**Brief**
Can you rewrite the entries between the lines holding "blue and white stripe -> masks, each instance" and "[[[273,311],[268,280],[142,280],[137,293],[139,310],[188,312]]]", inclusive, as a two-column CSV with the headers entry and answer? Give one row per entry, put each field in quotes, and replace line breaks with spaces.

----------------------------------------

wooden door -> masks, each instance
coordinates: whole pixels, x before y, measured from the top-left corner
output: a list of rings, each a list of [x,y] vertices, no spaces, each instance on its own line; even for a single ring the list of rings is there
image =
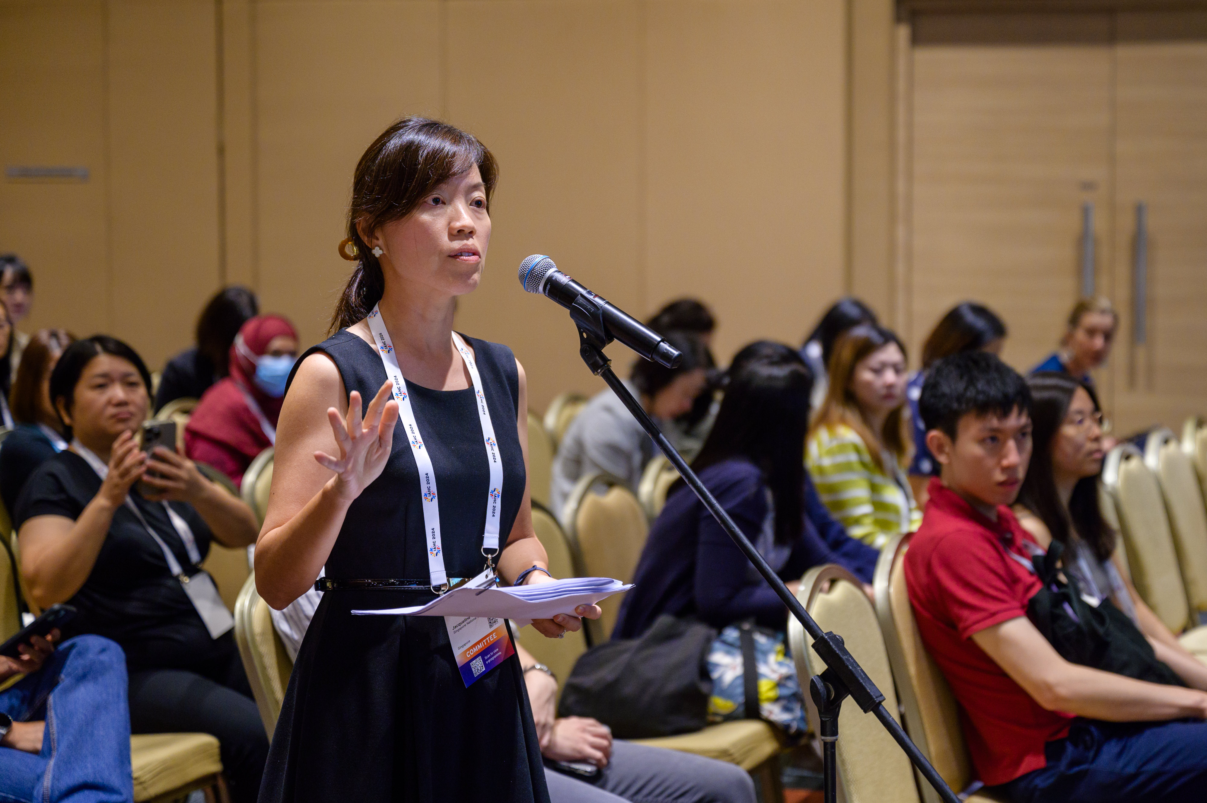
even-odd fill
[[[1028,371],[1080,296],[1085,203],[1109,292],[1112,16],[925,14],[912,40],[911,356],[949,308],[979,301],[1009,327],[1003,359]]]
[[[1116,76],[1124,326],[1113,360],[1126,432],[1207,412],[1207,12],[1119,14]],[[1138,204],[1147,283],[1136,274]]]

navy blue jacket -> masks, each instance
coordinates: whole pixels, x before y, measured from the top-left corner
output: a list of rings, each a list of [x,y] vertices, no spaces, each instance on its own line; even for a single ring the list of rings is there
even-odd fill
[[[709,466],[700,479],[751,541],[768,513],[763,472],[745,459]],[[818,564],[836,563],[871,582],[880,552],[850,537],[834,520],[805,475],[805,528],[792,545],[782,580],[795,580]],[[690,488],[680,488],[649,530],[625,594],[613,639],[641,635],[661,613],[694,617],[716,628],[754,617],[782,629],[787,610],[746,555],[717,524]]]

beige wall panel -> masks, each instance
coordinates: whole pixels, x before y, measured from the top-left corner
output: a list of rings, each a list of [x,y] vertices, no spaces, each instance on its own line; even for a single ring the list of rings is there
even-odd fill
[[[845,279],[845,4],[648,5],[647,309],[698,296],[728,361],[799,343]]]
[[[461,31],[488,30],[472,46]],[[529,406],[604,384],[578,356],[570,315],[525,293],[530,254],[634,315],[642,292],[641,21],[635,2],[450,2],[448,118],[500,161],[490,254],[457,326],[507,343],[529,378]],[[622,376],[632,353],[608,349]]]
[[[152,368],[218,286],[212,0],[110,2],[110,332]]]
[[[1120,14],[1115,347],[1124,431],[1207,412],[1207,13]],[[1133,344],[1136,204],[1148,204],[1148,337]]]
[[[439,114],[439,4],[255,7],[261,307],[326,337],[351,270],[336,254],[352,170],[396,118]]]
[[[1109,16],[917,21],[915,360],[938,319],[969,299],[1005,320],[1015,367],[1050,353],[1079,295],[1085,200],[1097,211],[1097,287],[1109,293]]]
[[[850,0],[850,290],[885,322],[893,303],[897,30],[893,0]]]
[[[37,291],[25,331],[109,326],[105,4],[0,2],[0,162],[86,167],[87,184],[0,184],[0,252]]]

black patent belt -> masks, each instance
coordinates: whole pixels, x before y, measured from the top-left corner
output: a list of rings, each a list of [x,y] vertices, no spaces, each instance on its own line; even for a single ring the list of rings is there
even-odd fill
[[[455,586],[461,582],[460,577],[449,577],[449,584]],[[432,584],[426,580],[404,580],[400,577],[377,577],[368,580],[332,580],[320,577],[314,584],[319,592],[339,590],[392,590],[392,592],[428,592],[432,593]]]

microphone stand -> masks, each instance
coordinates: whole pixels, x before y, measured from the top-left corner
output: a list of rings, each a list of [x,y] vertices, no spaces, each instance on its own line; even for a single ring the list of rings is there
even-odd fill
[[[842,700],[847,697],[851,697],[864,714],[871,712],[880,720],[880,723],[888,731],[888,735],[900,745],[900,749],[905,751],[905,755],[909,756],[909,760],[922,773],[922,776],[934,787],[940,798],[946,801],[946,803],[960,803],[960,798],[951,791],[951,787],[943,780],[926,755],[919,750],[917,745],[910,740],[897,720],[885,709],[885,696],[880,693],[876,685],[871,682],[868,674],[863,671],[863,668],[859,667],[855,657],[847,651],[846,645],[842,644],[842,636],[835,633],[822,633],[822,629],[814,621],[814,617],[809,615],[809,611],[805,610],[805,606],[800,604],[800,600],[788,590],[783,581],[780,580],[766,560],[763,559],[763,555],[759,554],[758,549],[737,529],[734,520],[729,518],[729,513],[721,507],[716,497],[704,487],[700,478],[695,476],[695,472],[683,460],[683,456],[666,440],[666,436],[663,435],[658,425],[649,418],[641,403],[632,397],[629,389],[613,373],[612,363],[604,354],[604,347],[611,343],[613,338],[608,334],[607,327],[604,325],[600,309],[601,306],[593,298],[579,296],[570,310],[570,316],[578,326],[578,354],[583,357],[587,367],[591,370],[591,373],[601,377],[608,388],[612,389],[612,392],[624,402],[624,406],[629,408],[629,412],[637,419],[642,429],[654,440],[654,443],[666,455],[666,459],[678,470],[680,476],[695,491],[695,495],[709,508],[709,512],[717,519],[722,529],[729,534],[729,537],[734,540],[737,548],[754,564],[754,568],[763,575],[768,584],[775,589],[775,593],[783,600],[783,604],[788,606],[788,611],[804,625],[805,632],[814,640],[814,651],[827,667],[822,674],[815,675],[809,681],[809,693],[817,705],[817,716],[821,720],[817,731],[822,740],[826,803],[838,803],[838,761],[834,752],[834,743],[838,740],[839,709],[842,705]]]

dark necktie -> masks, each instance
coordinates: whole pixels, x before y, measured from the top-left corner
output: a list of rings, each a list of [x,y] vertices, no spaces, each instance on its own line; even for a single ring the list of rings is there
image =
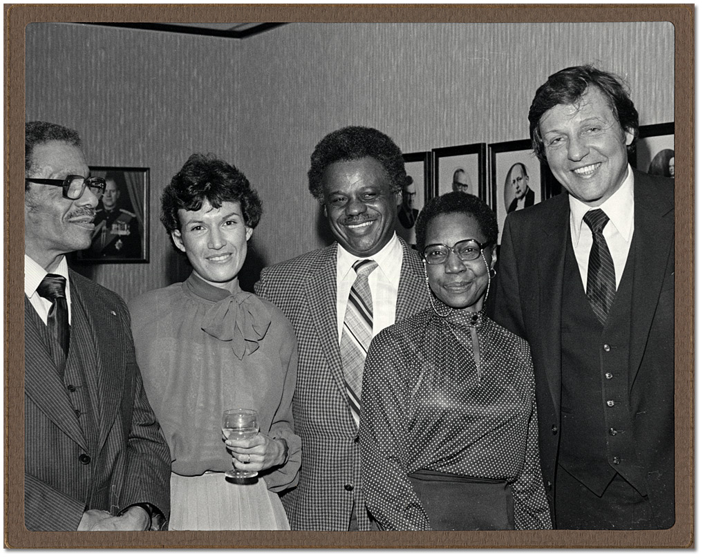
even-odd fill
[[[70,331],[68,326],[68,304],[66,301],[66,278],[56,274],[47,274],[37,293],[51,302],[47,318],[47,326],[59,341],[63,355],[68,355]]]
[[[601,209],[592,209],[585,214],[583,220],[592,231],[586,293],[592,310],[604,326],[617,293],[614,263],[605,235],[602,234],[610,219]]]
[[[348,296],[341,336],[345,391],[356,425],[360,425],[360,398],[362,392],[364,360],[372,340],[372,293],[367,278],[377,266],[374,260],[358,260],[352,265],[357,277]]]

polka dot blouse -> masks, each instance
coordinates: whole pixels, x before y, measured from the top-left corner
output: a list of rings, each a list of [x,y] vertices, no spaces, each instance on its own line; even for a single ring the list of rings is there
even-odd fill
[[[407,478],[418,469],[507,480],[516,527],[551,528],[529,345],[486,316],[474,324],[470,316],[427,309],[370,345],[360,431],[363,488],[384,529],[430,529]]]

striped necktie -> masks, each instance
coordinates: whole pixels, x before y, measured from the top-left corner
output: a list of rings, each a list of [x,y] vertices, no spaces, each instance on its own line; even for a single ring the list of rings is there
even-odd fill
[[[610,219],[601,209],[590,210],[582,219],[592,231],[586,294],[593,312],[604,326],[617,293],[614,262],[602,233]]]
[[[68,355],[70,329],[66,302],[66,278],[56,274],[47,274],[37,288],[37,293],[40,297],[51,302],[47,317],[47,326],[59,341],[64,356]]]
[[[372,294],[368,276],[378,266],[374,260],[358,260],[352,269],[357,274],[348,296],[348,306],[341,336],[341,357],[345,391],[350,413],[360,425],[360,398],[362,391],[362,371],[367,348],[372,340]]]

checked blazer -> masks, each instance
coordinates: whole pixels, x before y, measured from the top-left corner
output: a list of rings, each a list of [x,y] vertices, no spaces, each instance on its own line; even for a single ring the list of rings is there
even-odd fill
[[[396,321],[428,306],[423,264],[401,239],[403,257]],[[372,522],[362,496],[357,427],[343,385],[336,297],[337,243],[265,268],[255,286],[283,311],[296,333],[298,378],[294,430],[303,444],[299,485],[282,496],[292,529],[360,529]],[[374,257],[371,257],[374,258]]]
[[[51,357],[46,326],[25,298],[25,524],[75,530],[87,508],[113,515],[148,503],[169,513],[168,447],[142,388],[127,306],[69,271],[67,369],[80,362],[95,403],[94,436],[81,429]]]
[[[511,214],[502,235],[497,292],[489,311],[531,346],[541,469],[552,515],[563,415],[563,274],[566,259],[573,257],[570,235],[568,194]],[[634,171],[628,367],[613,372],[627,375],[628,402],[620,403],[628,406],[634,426],[630,436],[658,528],[674,522],[674,248],[673,180]],[[624,281],[623,276],[620,289]]]

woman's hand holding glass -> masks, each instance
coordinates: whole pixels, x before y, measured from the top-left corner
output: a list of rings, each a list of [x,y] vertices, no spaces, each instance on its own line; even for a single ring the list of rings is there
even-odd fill
[[[226,446],[233,455],[233,465],[240,470],[261,472],[279,466],[286,460],[283,441],[262,433],[243,441],[228,439]]]

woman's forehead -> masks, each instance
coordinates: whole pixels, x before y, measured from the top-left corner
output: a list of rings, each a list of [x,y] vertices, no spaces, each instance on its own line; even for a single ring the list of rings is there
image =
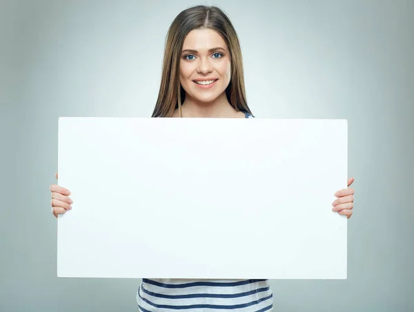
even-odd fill
[[[217,32],[210,28],[191,30],[186,37],[183,44],[183,50],[195,50],[199,52],[208,52],[213,48],[227,50],[227,45]]]

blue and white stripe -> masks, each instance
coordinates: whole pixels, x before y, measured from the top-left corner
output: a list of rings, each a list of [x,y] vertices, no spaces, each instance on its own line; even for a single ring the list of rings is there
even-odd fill
[[[273,311],[268,280],[142,280],[137,293],[139,310],[188,312]]]

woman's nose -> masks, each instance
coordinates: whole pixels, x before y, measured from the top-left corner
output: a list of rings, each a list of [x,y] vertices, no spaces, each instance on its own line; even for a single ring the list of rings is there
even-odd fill
[[[211,63],[208,59],[200,59],[199,65],[197,68],[197,71],[199,74],[206,74],[211,72],[213,70],[213,66]]]

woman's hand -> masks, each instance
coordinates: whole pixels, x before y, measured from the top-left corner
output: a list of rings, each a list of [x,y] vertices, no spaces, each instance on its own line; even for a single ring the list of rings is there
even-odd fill
[[[55,176],[56,176],[56,179],[57,180],[57,172]],[[51,212],[56,218],[57,218],[58,214],[64,214],[68,210],[72,209],[71,205],[73,203],[73,201],[68,197],[70,195],[70,191],[54,184],[50,185],[50,191],[52,192],[52,200],[50,201],[50,205],[52,206]]]
[[[348,180],[348,186],[351,185],[353,181],[355,180],[355,178],[351,178]],[[349,219],[352,216],[353,208],[353,200],[354,194],[355,190],[353,188],[348,188],[341,189],[335,194],[335,196],[337,197],[332,203],[333,211],[337,211],[339,214],[346,216],[346,218]]]

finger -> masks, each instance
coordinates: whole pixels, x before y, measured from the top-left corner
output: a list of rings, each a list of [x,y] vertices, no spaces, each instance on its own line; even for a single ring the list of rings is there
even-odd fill
[[[346,202],[353,202],[354,199],[355,198],[354,198],[353,195],[348,195],[348,196],[345,196],[345,197],[339,197],[339,198],[335,199],[332,202],[332,205],[333,207],[335,207],[339,204],[345,204]]]
[[[353,202],[346,202],[346,204],[337,205],[332,208],[333,211],[340,211],[344,209],[352,209],[353,208]]]
[[[338,212],[338,214],[340,214],[341,216],[346,216],[346,218],[348,219],[349,219],[351,218],[351,216],[352,216],[352,214],[353,214],[353,210],[344,209],[344,210],[341,210],[339,212]]]
[[[71,205],[70,205],[69,204],[67,204],[65,202],[58,200],[57,199],[52,199],[52,200],[50,200],[50,206],[61,207],[62,208],[64,208],[66,210],[70,210],[72,209]]]
[[[57,193],[60,193],[62,195],[70,195],[70,191],[69,191],[68,189],[65,189],[64,187],[59,187],[59,185],[56,185],[56,184],[52,184],[52,185],[50,185],[50,191],[53,192],[55,191]]]
[[[61,207],[54,207],[52,209],[52,214],[53,214],[53,216],[56,218],[57,218],[58,214],[66,214],[66,211],[67,210]]]
[[[53,192],[52,193],[52,199],[57,199],[61,202],[67,202],[69,205],[73,204],[73,200],[70,197],[65,196],[59,193]]]
[[[348,195],[353,195],[355,194],[355,190],[353,188],[350,187],[349,189],[343,189],[337,191],[334,196],[336,197],[344,197],[347,196]]]

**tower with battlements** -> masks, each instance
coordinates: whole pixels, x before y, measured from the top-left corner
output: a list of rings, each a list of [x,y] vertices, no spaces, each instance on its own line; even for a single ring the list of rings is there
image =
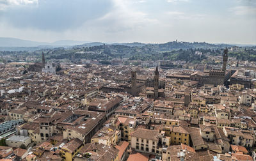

----------------------------------------

**Output of the task**
entry,answer
"blue and white stripe -> masks, each instance coordinates: whole pixels, x before y, measured from the top-left corner output: a list of rings, each a list of [x,y] vertices, no spaces, each instance on its own line; even for a single ring the list of rings is there even-odd fill","[[[273,311],[268,280],[142,280],[137,293],[139,310],[188,312]]]"